The Colossus and Other Poems is a poetry collection by American poet Sylvia Plath, first published by Heinemann, in 1960. It is the only volume of poetry by Plath that was published before her death in 1963.

Contents
The list below includes the poems in the US version of the collection, published by Heinemann in 1960. This omits several poems from the first UK edition, published by Faber and Faber in 1967, including five of the seven sections of "Poem for a Birthday", only two of which ("Flute Notes from a Reedy Pond" and "The Stones") are included in the US edition.

The title The Colossus comes from "Kolossus" a character who appeared in the ouija board games of Plath and Ted Hughes directing her to write poems on certain topics.

"The Manor Garden"
"Two Views of a Cadaver Room"
"Night Shift"
"Sow"
"The Eye-mote"
"Hardcastle Crags"
"Faun"
"Departure"
"The Colossus"
"Lorelei"
"Point Shirley"
"The Bull of Bendylaw"
"All the Dead Dears"
"Aftermath"
"The Thin People"
"Suicide Off Egg Rock"
"Mushrooms"
"I Want, I Want"
"Watercolor of Grantchester Meadows"

# [WHAT YOU NEED TO DO]
(1) Answer these questions about the article on The Colossus and Other Poems:
(a) Which publisher first published the collection, and in what year?
(b) Which two sections of "Poem for a Birthday" are included in the US edition?
(c) From what does the title The Colossus come?
(2) Please turn the entries from the line containing "Identify the decorative" through the end of the entries into a numbered list, leaving out any blank lines.

# [Items from a dataset]
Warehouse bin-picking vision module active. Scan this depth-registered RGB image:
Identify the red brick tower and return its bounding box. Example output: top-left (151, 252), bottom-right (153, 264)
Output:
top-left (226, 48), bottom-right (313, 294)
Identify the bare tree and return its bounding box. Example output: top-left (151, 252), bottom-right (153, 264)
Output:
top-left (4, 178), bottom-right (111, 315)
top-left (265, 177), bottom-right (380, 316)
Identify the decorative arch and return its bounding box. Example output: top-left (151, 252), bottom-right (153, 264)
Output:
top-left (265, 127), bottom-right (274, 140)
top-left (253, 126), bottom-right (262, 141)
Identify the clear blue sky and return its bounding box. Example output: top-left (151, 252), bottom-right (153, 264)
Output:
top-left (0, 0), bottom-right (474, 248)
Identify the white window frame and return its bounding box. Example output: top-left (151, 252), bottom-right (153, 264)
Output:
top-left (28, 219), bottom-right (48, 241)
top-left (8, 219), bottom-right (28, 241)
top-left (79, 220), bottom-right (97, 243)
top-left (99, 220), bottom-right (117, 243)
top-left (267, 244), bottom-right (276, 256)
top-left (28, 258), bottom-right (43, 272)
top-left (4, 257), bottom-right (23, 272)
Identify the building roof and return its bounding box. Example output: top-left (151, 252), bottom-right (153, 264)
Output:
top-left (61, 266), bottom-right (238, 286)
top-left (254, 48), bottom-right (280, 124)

# [SOLUTIONS BELOW]
(1)
(a) Heinemann, in 1960.
(b) "Flute Notes from a Reedy Pond" and "The Stones".
(c) From "Kolossus", a character who appeared in the ouija board games of Plath and Ted Hughes, directing her to write poems on certain topics.

(2)
1. Identify the decorative arch and return its bounding box. Example output: top-left (151, 252), bottom-right (153, 264)
2. Output:
3. top-left (265, 127), bottom-right (274, 140)
4. top-left (253, 126), bottom-right (262, 141)
5. Identify the clear blue sky and return its bounding box. Example output: top-left (151, 252), bottom-right (153, 264)
6. Output:
7. top-left (0, 0), bottom-right (474, 248)
8. Identify the white window frame and return its bounding box. Example output: top-left (151, 252), bottom-right (153, 264)
9. Output:
10. top-left (28, 219), bottom-right (48, 241)
11. top-left (8, 219), bottom-right (28, 241)
12. top-left (79, 220), bottom-right (97, 243)
13. top-left (99, 220), bottom-right (117, 243)
14. top-left (267, 244), bottom-right (276, 256)
15. top-left (28, 258), bottom-right (43, 272)
16. top-left (4, 257), bottom-right (23, 272)
17. Identify the building roof and return its bounding box. Example output: top-left (151, 252), bottom-right (153, 264)
18. Output:
19. top-left (61, 266), bottom-right (238, 286)
20. top-left (254, 48), bottom-right (280, 124)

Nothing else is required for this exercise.